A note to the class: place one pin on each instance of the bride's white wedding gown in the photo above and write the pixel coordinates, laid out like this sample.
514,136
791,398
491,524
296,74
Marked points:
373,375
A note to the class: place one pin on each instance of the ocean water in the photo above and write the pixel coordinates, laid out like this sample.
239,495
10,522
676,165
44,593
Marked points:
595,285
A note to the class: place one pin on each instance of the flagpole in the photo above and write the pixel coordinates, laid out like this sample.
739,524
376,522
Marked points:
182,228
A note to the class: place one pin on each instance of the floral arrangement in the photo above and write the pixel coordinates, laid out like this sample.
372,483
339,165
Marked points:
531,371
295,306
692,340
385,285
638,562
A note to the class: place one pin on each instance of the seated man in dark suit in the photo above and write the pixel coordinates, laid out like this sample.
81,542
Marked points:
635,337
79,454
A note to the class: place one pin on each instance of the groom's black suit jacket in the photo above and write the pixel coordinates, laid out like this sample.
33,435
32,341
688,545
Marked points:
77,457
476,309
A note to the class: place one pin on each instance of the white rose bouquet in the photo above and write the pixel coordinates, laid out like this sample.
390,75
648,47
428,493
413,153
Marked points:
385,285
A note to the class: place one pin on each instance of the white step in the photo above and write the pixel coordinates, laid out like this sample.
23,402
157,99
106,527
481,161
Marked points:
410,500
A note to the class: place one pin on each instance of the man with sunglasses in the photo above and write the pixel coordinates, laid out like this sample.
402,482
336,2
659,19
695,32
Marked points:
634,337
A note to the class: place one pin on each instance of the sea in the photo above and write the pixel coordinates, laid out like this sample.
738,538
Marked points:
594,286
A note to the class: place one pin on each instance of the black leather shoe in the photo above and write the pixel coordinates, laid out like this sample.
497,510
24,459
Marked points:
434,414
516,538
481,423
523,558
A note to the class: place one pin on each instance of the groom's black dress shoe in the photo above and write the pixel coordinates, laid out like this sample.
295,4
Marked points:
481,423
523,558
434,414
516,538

• _Requirement_
Your task is to copy every record exactly.

• _Answer to the problem_
A note to the class: place one pin on each instance of the bride's white wedding gown in the photo above and write the pixel coordinates, laid out like this sample.
514,136
791,398
491,524
296,74
Marked points:
373,375
A note to the class: place one pin on each instance of the ocean water in the photo above and write the pixel coordinates, laid out like this sample.
239,495
10,522
676,165
44,593
Marked points:
595,285
A note to the class: place one pin on each instance of the flagpole in the photo above and write the pixel coordinates, laid out like this sample.
739,524
376,522
Marked points:
182,228
A note to the class: place one pin on each instance of the floral arrangement in the photo above and write the pixel coordinates, laid out like this sample.
372,483
339,165
Marked points:
531,371
295,306
692,340
385,285
638,562
A note to the class: place one pin on each instance of the seated man in dark suit in the photo above and write the pixel coordinates, laid out like this sample.
81,542
Marked points:
635,337
79,454
A note to the class: place one pin on each instance of the groom's black suit jacket in the photo above and write the pixel coordinates, laid out like this sample.
33,435
32,341
688,545
Marked points:
77,457
476,309
A note to the class: place one pin on each instance of the white rose bouquet in the photo above and write the pixel coordinates, laid out like this sample.
390,75
648,47
428,493
413,153
Marked points:
385,285
A note to the class: place one pin on each instance of the white step in the photo above and write the pixel coordinates, laid out like this sample.
23,402
157,99
106,527
481,161
Marked points:
410,500
A note to the class: place one pin on each instance of the man with sunglasses in the photo above and write the pixel coordinates, laid out like this sample.
402,482
336,2
659,19
695,32
Marked points:
634,337
A note to the class: place one pin on each instance of the sea in the photo above and write the pixel coordinates, laid out like this sample.
738,538
Marked points:
594,286
A note to the class: place one pin on each instance of the black leather shoe in the photo above and write the pixel coordinates, laid out like this sample.
497,510
24,459
Marked points:
434,414
516,538
481,423
523,558
A note to the class: place one pin on each instance of the groom's black dress shoe in the photo above and write the pixel coordinates, laid out like this sample.
295,4
Marked points:
481,423
523,558
434,414
516,538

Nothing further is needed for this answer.